- Problem to solve -
Below are some records. Pull every line that contains the word "grey".

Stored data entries
+-------+

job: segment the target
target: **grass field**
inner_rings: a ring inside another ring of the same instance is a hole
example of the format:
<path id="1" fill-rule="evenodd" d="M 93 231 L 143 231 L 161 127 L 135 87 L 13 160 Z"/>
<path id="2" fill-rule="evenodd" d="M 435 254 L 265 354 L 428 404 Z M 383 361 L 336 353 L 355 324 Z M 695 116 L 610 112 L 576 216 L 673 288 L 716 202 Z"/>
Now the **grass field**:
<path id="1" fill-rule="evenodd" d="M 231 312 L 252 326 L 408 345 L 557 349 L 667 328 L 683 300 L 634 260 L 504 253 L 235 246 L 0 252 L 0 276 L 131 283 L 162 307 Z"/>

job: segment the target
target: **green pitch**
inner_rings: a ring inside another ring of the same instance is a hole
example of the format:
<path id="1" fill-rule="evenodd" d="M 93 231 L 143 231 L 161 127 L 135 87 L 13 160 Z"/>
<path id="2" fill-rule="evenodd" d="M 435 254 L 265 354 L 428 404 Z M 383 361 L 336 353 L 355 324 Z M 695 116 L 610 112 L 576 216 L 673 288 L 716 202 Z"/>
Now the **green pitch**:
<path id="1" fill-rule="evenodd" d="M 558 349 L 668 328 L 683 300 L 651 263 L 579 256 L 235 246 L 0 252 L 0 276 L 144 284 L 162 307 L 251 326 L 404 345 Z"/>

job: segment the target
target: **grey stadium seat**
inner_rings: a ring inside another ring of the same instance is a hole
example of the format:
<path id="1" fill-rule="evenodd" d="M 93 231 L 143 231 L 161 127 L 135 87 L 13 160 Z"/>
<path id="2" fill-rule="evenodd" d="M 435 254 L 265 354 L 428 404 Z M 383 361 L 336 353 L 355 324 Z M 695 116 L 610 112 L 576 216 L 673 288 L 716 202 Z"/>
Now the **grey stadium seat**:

+-------+

- Answer space -
target: **grey stadium seat**
Now the **grey stadium seat**:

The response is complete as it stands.